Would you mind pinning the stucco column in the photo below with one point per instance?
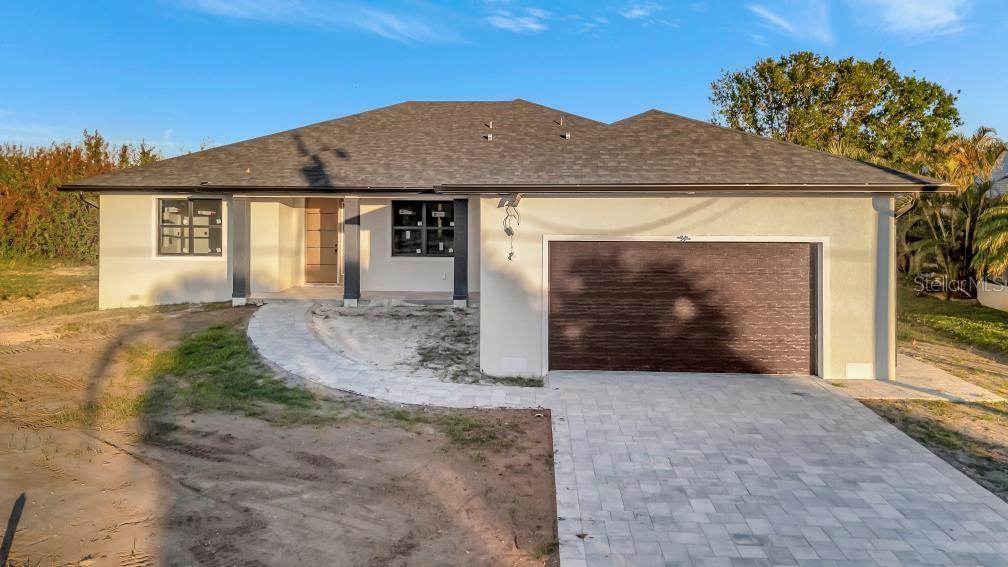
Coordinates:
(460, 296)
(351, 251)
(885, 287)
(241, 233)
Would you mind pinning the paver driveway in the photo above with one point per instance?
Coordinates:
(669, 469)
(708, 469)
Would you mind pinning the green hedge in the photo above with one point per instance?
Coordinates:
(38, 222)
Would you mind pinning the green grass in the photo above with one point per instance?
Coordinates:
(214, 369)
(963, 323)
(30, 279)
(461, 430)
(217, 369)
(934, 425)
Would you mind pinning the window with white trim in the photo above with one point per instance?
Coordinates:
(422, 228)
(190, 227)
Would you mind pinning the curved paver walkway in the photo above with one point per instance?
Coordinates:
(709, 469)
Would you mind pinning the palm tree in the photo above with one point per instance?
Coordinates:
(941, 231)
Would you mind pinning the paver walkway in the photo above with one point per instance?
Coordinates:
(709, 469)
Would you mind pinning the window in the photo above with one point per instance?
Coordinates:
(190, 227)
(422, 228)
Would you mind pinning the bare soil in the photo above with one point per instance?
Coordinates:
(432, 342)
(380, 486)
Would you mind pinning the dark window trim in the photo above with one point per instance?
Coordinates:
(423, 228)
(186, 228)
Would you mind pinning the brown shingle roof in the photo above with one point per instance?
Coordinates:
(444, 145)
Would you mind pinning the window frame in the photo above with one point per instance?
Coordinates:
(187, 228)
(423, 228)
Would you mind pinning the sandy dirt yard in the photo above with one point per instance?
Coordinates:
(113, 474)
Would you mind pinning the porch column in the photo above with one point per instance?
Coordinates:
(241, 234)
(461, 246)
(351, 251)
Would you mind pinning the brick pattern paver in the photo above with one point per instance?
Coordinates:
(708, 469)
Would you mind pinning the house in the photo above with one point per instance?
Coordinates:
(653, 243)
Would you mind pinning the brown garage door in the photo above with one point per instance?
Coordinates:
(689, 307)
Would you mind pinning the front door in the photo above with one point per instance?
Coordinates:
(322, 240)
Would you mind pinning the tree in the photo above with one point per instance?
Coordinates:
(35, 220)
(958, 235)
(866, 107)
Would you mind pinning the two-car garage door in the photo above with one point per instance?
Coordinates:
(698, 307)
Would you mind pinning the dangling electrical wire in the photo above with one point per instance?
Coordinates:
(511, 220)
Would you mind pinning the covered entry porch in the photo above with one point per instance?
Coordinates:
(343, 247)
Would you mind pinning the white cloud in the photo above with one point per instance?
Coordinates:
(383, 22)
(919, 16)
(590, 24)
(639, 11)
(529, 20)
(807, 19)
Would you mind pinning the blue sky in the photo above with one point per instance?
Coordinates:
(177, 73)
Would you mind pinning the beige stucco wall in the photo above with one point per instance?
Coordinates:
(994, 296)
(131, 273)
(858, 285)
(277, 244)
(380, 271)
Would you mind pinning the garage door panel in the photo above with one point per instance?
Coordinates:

============================================================

### EXERCISE DIRECTIONS
Please report all lines in the entries where "walkway" appears.

### RESPONSE FOR THIS EXERCISE
Would you mind pinning the curved paver walkway in the photo above with one point per instance?
Would you mind pinning the paver walkway in the photo above with one point per instance?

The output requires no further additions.